BEGIN DATA FOR THIS TASK

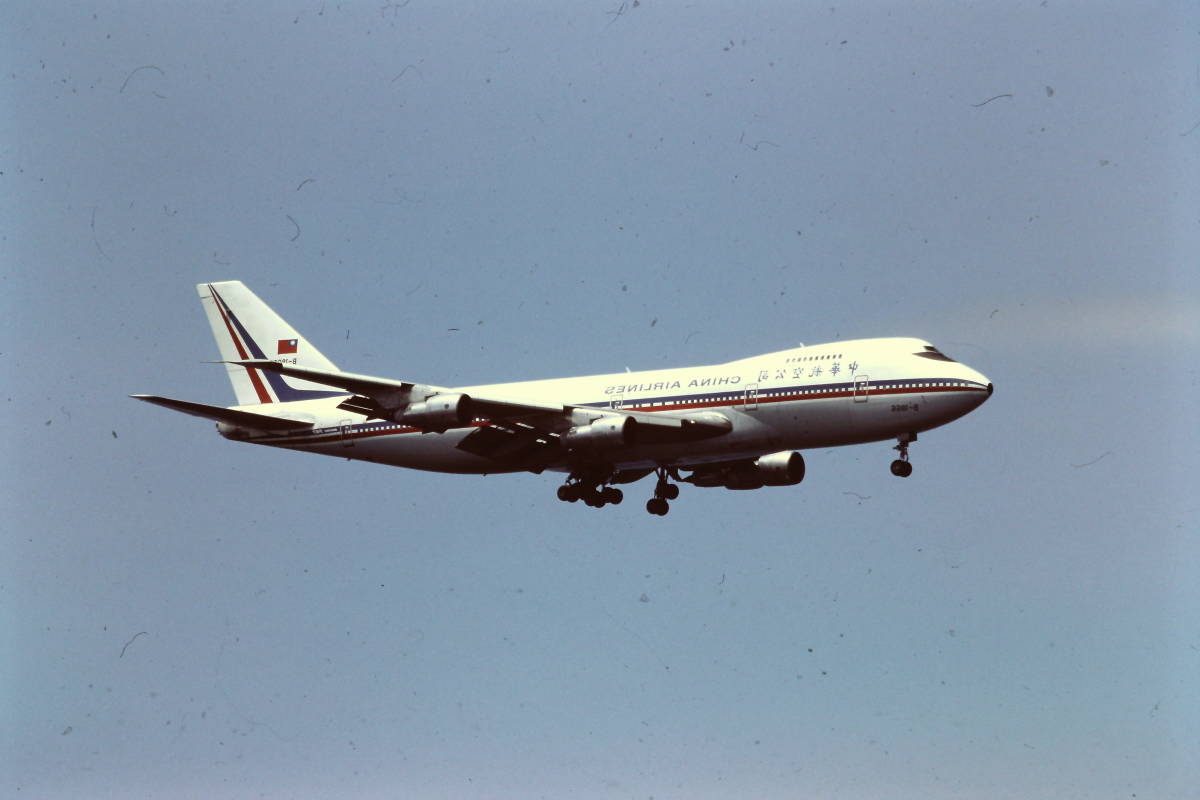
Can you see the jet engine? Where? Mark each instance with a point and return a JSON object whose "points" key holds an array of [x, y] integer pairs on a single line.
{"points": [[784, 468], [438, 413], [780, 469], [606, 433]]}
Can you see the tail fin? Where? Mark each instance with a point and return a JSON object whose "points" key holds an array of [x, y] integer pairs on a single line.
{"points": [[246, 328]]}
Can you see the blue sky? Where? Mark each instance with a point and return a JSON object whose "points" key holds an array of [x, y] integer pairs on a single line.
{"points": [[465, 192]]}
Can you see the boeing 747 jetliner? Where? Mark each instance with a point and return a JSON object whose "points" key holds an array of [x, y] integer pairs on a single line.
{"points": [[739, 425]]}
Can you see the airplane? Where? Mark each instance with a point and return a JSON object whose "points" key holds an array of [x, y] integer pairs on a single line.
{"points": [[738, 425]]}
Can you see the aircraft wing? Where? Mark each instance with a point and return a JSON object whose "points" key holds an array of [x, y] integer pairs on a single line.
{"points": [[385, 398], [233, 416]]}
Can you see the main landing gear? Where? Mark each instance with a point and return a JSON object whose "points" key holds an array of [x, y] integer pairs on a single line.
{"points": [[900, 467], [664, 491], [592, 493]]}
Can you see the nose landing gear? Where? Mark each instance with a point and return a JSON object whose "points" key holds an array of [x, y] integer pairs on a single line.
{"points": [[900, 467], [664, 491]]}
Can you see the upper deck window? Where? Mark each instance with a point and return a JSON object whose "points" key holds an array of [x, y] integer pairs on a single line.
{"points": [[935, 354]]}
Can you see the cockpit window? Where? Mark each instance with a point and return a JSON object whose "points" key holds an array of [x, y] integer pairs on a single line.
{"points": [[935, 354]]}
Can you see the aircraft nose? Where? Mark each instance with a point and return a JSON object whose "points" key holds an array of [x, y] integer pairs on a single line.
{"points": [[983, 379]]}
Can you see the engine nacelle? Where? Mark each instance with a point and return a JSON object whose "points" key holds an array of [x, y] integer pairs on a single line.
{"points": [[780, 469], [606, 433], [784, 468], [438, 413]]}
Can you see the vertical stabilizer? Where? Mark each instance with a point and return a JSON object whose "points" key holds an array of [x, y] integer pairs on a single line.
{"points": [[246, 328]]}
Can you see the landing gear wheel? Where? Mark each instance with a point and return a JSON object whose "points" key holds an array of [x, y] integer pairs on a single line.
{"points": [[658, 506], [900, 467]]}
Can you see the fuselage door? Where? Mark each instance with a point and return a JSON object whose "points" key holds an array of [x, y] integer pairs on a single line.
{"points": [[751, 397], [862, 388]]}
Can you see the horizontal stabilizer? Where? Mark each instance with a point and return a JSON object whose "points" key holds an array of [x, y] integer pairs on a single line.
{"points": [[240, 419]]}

END DATA FOR THIS TASK
BEGIN DATA FOR THIS TASK

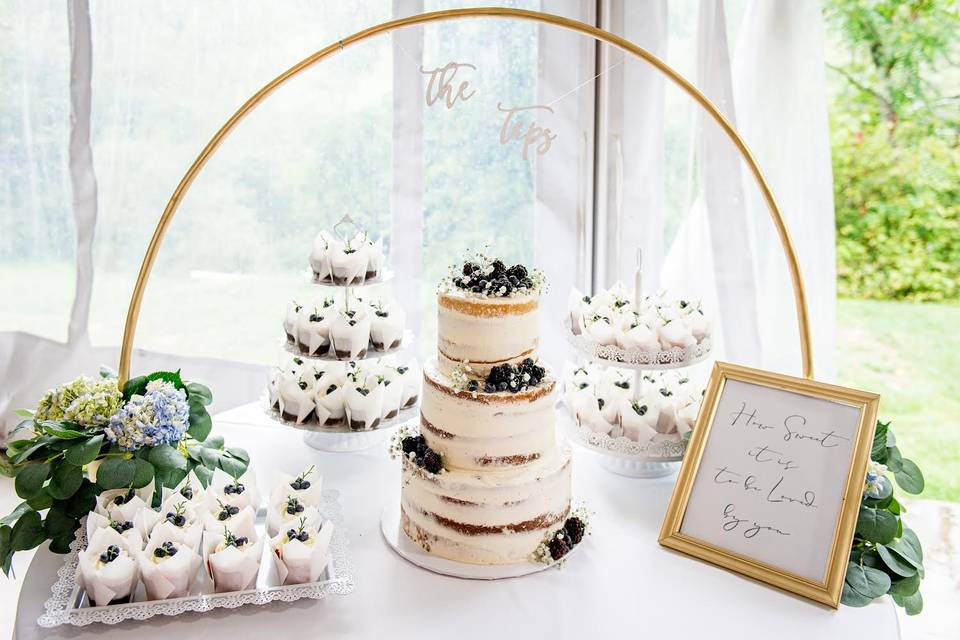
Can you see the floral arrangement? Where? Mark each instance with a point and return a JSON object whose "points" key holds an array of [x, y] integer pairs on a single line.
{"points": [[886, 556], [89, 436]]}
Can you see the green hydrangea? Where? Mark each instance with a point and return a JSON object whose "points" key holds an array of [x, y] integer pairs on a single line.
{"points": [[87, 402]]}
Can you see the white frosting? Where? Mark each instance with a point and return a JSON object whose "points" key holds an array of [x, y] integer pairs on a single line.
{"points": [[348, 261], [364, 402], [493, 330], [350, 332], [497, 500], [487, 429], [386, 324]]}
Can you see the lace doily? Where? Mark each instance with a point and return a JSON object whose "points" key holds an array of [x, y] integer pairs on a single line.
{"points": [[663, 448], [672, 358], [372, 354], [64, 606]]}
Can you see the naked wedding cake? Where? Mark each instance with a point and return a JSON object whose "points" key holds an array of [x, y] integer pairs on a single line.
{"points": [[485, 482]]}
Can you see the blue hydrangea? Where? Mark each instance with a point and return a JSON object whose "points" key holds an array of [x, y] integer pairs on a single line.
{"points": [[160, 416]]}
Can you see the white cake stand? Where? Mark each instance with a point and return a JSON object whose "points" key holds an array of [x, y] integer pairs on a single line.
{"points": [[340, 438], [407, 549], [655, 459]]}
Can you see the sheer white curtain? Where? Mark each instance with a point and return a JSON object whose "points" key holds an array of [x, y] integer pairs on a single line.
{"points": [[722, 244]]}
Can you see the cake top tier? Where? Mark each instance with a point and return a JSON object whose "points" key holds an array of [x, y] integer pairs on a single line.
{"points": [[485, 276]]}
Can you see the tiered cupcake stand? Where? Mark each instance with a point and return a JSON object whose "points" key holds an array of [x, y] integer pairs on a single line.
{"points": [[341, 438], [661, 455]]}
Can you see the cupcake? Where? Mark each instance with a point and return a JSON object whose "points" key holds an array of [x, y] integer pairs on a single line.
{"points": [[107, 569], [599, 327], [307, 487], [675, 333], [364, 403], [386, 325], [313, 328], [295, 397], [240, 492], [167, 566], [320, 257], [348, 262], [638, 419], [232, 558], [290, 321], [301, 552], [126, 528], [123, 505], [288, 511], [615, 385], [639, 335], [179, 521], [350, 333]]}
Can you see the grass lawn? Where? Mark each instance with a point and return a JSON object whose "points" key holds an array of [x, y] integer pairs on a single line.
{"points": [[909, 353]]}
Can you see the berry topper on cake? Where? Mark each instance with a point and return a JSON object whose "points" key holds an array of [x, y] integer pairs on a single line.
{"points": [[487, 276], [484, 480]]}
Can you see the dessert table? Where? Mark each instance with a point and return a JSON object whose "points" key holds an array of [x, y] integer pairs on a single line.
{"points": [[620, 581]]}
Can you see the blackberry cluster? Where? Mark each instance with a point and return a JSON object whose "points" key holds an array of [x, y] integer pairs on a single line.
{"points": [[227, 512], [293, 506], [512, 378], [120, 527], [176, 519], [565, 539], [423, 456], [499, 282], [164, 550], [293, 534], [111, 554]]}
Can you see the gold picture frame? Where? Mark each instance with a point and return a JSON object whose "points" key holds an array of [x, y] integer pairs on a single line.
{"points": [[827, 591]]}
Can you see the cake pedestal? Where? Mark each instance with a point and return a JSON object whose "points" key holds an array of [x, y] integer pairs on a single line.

END DATA FOR THIS TASK

— WHAT NEEDS TO BE DONE —
Look above for the line with "Can you see the gold" and the line with "Can you see the cake pedestal?", and reproduce exactly those two lines plus every line between, nothing more.

— YOUR SOLUTION —
Can you see the gold picture frame? Where? Mark each instance with a point and return a JSON object whose "points" key holds an array of [x, y] integer pairs on a single line.
{"points": [[827, 591]]}
Can you see the cake pedestal? Where? Mark each instance with a point and return a JSON object whose "points" key holds an array of [x, y] integer pairs on a single line.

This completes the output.